Short exercise 1
List every line of the records below that contains the string "bare". Case counts.
—————
When we are young, most of us dream about falling in love and marrying that one person, who lights up our life and brings us more happiness than we have ever felt. First, we experience that undeniable chemistry and attraction that draws us to each other, then the love and infatuation that grows between you makes you choose this person for life. Finally, marriage happens, and we experience what is commonly referred to as the “honeymoon stage”. However, for most marriages, it’s only a matter of time before it becomes obvious that the person you picked to be first in your life tends to become last. We tend to forget that the beautiful garden of our relationship that we started came as a result of placing our spouse above everyone else, spending significant time pursuing their heart, and caring for their needs above our own. We still have the same plants and flowers in the garden that is our marriage, but with comfort can come casual effort, and what we once cared for and watered has become neglected and overgrown.

As a young widow, I saw couples all around me who had all the opportunity to flourish in their marriage but chose other things instead. I saw them complaining of simple, everyday things that I would have given anything to be experiencing with a husband, because at least that would mean that my husband was alive. For some wives, picking up after their husband or doing laundry was a task that made them feel like a servant. For me, as I folded our laundry at night, tears would often fill my eyes as I ached for the opportunity once again to fold his shirts and show him in little way that I loved him and wanted to take care of him.

It’s through this season that I became the world’s biggest cheerleader of marriages, dates and getaways—always being thrilled when I saw couples taking time out of their fast-paced schedules, to be intentional with having fun with each other and keeping that spark alive. Something I wished I could have continued to do. I never regretted one dime that my late husband and I worked hard to sacrificially spend on a weekend together or a date night. Those memories and moments were not time and money wasted, it was an investment in our relationship. When life gets flipped upside down, you remember what truly matters in life, and the memories, relationships and things done for eternity cannot be taken away by circumstances.
—————
Short exercise 2
Copy the passage on marriage above from "It’s through this" to "away by circumstances.", putting "vacation" in place of "weekend".
—————
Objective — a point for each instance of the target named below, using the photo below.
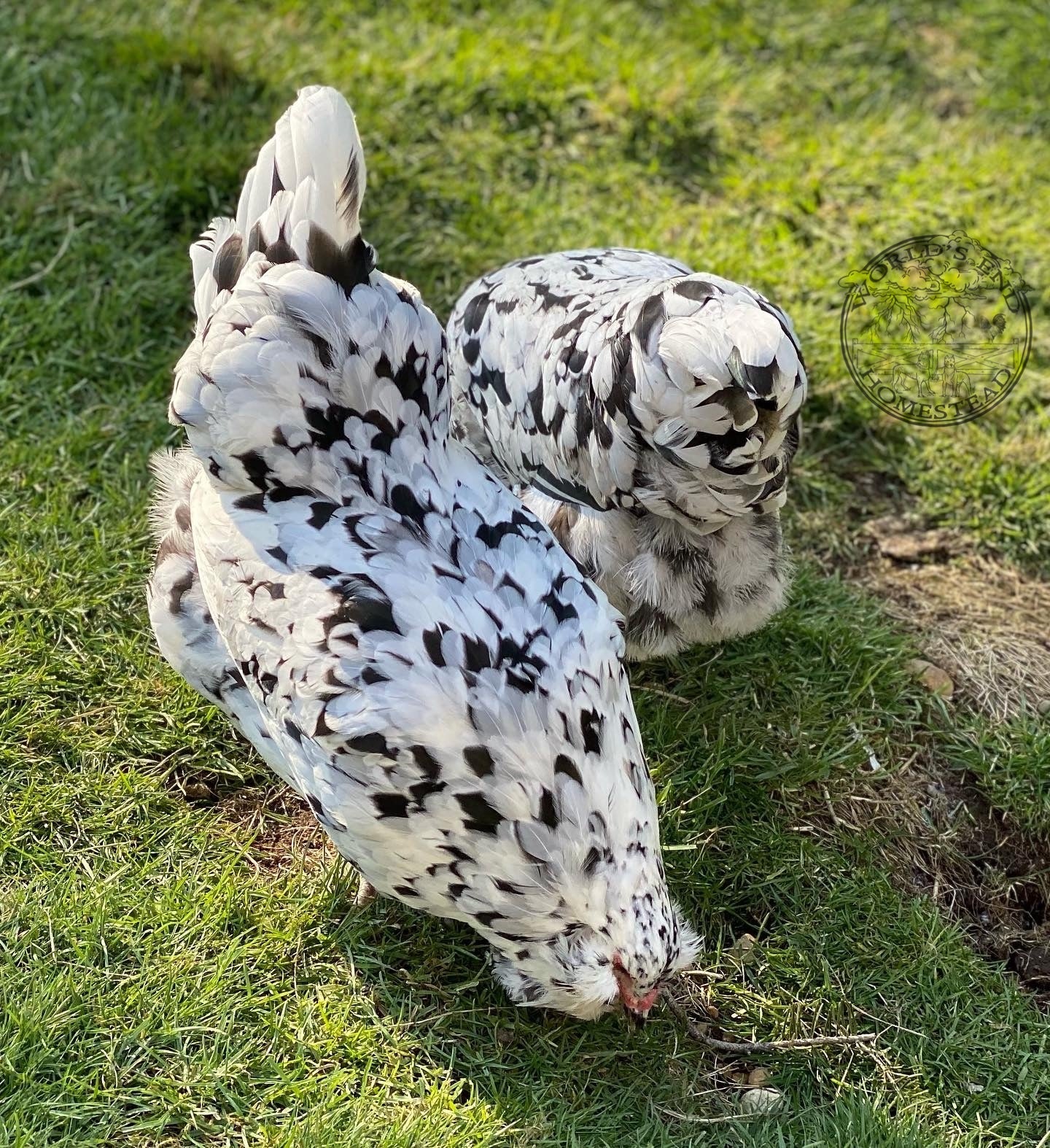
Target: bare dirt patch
(941, 839)
(282, 830)
(286, 831)
(982, 621)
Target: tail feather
(309, 177)
(303, 352)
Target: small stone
(743, 950)
(936, 680)
(768, 1101)
(903, 542)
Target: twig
(761, 1046)
(665, 694)
(52, 263)
(707, 1120)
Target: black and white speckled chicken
(400, 640)
(648, 415)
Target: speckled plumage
(648, 415)
(403, 642)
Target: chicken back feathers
(652, 415)
(400, 638)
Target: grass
(158, 985)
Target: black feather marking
(562, 490)
(178, 592)
(252, 502)
(476, 654)
(698, 290)
(426, 761)
(652, 312)
(351, 192)
(319, 513)
(228, 263)
(479, 759)
(405, 503)
(432, 644)
(372, 614)
(483, 818)
(390, 805)
(475, 312)
(567, 767)
(590, 726)
(280, 252)
(370, 743)
(349, 265)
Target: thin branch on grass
(664, 694)
(708, 1120)
(761, 1046)
(52, 263)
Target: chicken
(403, 643)
(648, 416)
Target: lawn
(180, 961)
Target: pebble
(936, 680)
(763, 1100)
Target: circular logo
(936, 330)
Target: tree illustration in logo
(936, 322)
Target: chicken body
(648, 415)
(402, 642)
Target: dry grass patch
(985, 622)
(936, 832)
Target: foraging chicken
(648, 415)
(400, 640)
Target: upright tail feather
(306, 357)
(309, 177)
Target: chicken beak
(636, 1020)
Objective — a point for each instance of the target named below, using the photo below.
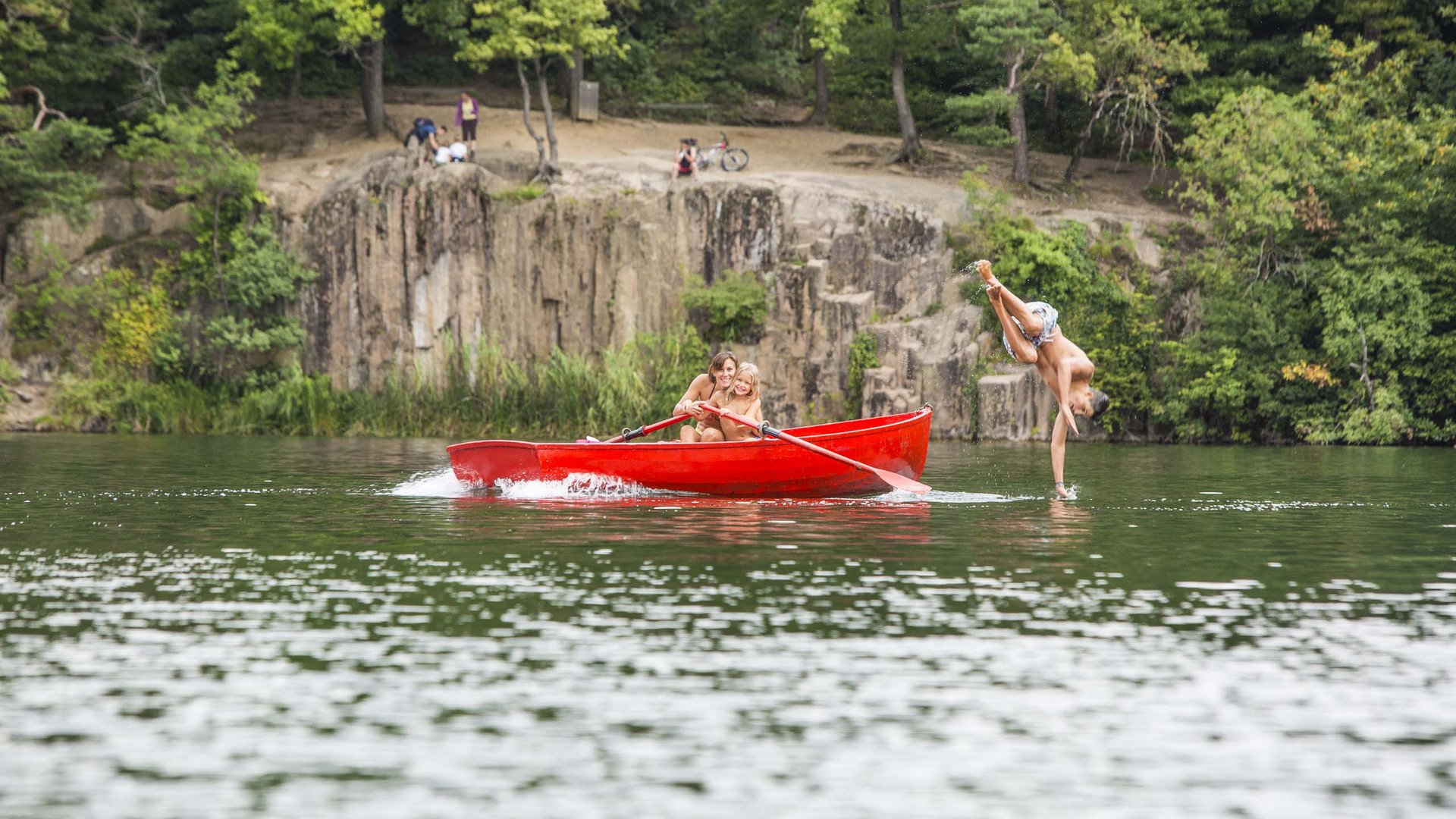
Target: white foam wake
(436, 483)
(574, 487)
(937, 496)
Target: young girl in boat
(742, 398)
(717, 379)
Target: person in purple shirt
(468, 115)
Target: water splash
(576, 487)
(937, 496)
(436, 483)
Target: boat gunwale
(905, 419)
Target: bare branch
(42, 110)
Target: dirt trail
(306, 146)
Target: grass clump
(520, 194)
(731, 309)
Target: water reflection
(245, 643)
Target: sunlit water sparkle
(200, 627)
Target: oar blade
(900, 482)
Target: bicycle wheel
(734, 159)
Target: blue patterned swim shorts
(1049, 325)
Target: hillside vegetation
(1315, 142)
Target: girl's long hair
(746, 372)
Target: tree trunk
(1053, 114)
(1076, 156)
(551, 121)
(1106, 93)
(820, 115)
(579, 72)
(296, 76)
(372, 85)
(542, 168)
(909, 139)
(1373, 36)
(1019, 158)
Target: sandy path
(309, 145)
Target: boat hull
(756, 468)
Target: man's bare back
(1033, 337)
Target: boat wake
(443, 484)
(576, 487)
(937, 496)
(436, 483)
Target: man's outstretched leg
(1008, 306)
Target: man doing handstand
(1031, 337)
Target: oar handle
(647, 430)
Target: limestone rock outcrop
(416, 260)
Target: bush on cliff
(731, 309)
(481, 392)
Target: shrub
(731, 309)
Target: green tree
(42, 171)
(237, 278)
(1017, 33)
(536, 33)
(826, 20)
(1332, 202)
(22, 31)
(278, 33)
(1123, 71)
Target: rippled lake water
(258, 627)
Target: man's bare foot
(984, 268)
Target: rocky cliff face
(417, 262)
(413, 260)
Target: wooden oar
(647, 430)
(893, 479)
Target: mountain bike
(727, 158)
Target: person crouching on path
(686, 159)
(1033, 337)
(468, 117)
(422, 136)
(742, 398)
(717, 379)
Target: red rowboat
(758, 468)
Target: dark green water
(253, 627)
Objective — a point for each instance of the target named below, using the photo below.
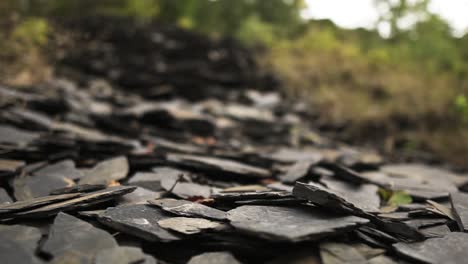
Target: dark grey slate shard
(69, 233)
(139, 196)
(4, 197)
(290, 155)
(138, 220)
(107, 171)
(147, 180)
(14, 252)
(18, 137)
(65, 168)
(299, 170)
(214, 258)
(211, 164)
(363, 196)
(435, 231)
(27, 236)
(290, 223)
(7, 165)
(242, 196)
(280, 201)
(190, 209)
(28, 187)
(36, 202)
(120, 255)
(335, 253)
(185, 189)
(81, 202)
(80, 188)
(460, 208)
(450, 249)
(188, 225)
(352, 199)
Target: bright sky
(362, 13)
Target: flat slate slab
(460, 208)
(106, 172)
(342, 198)
(188, 225)
(299, 170)
(450, 249)
(211, 164)
(35, 202)
(69, 233)
(189, 209)
(290, 223)
(214, 258)
(79, 202)
(138, 220)
(13, 252)
(65, 168)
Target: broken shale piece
(216, 165)
(450, 249)
(187, 225)
(107, 171)
(138, 220)
(290, 223)
(69, 233)
(299, 170)
(189, 209)
(357, 199)
(460, 207)
(80, 202)
(214, 258)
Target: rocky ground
(155, 145)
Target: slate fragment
(65, 168)
(16, 137)
(138, 220)
(214, 258)
(69, 233)
(4, 197)
(80, 202)
(35, 202)
(28, 187)
(334, 253)
(459, 203)
(355, 199)
(120, 255)
(216, 165)
(80, 188)
(299, 170)
(107, 171)
(290, 223)
(139, 196)
(189, 209)
(187, 225)
(28, 237)
(450, 249)
(10, 166)
(13, 252)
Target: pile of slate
(94, 174)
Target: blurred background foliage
(407, 90)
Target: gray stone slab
(214, 258)
(138, 220)
(190, 209)
(290, 223)
(106, 172)
(211, 164)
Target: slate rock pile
(91, 174)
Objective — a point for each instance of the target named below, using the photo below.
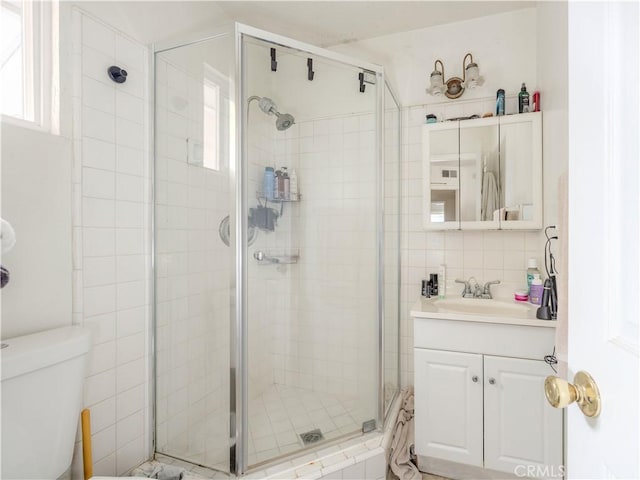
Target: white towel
(490, 199)
(403, 438)
(7, 236)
—————
Complete response 1
Target: bare dirt patch
Target: bare branch
Target: man's bare back
Target: man's bare foot

Complete response 2
It’s through this season that I became the world’s biggest cheerleader of marriages, dates and getaways—always being thrilled when I saw couples taking time out of their fast-paced schedules, to be intentional with having fun with each other and keeping that spark alive. Something I wished I could have continued to do. I never regretted one dime that my late husband and I worked hard to sacrificially spend on a vacation together or a date night. Those memories and moments were not time and money wasted, it was an investment in our relationship. When life gets flipped upside down, you remember what truly matters in life, and the memories, relationships and things done for eternity cannot be taken away by circumstances.